▸ EXERCISE GOAL: Can you rewrite all of the data below, requests included, multiplying every coordinate in the answers by 1.05 and rounding each result to a whole number, with halves rounded up?

(Location identification items)
** Begin **

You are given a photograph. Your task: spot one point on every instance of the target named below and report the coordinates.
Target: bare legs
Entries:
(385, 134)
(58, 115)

** End **

▸ RESULT OF THE EXERCISE:
You are given a photograph. Your task: spot one point on every instance of the target named below and report the coordinates.
Target: bare legs
Entries:
(404, 141)
(61, 121)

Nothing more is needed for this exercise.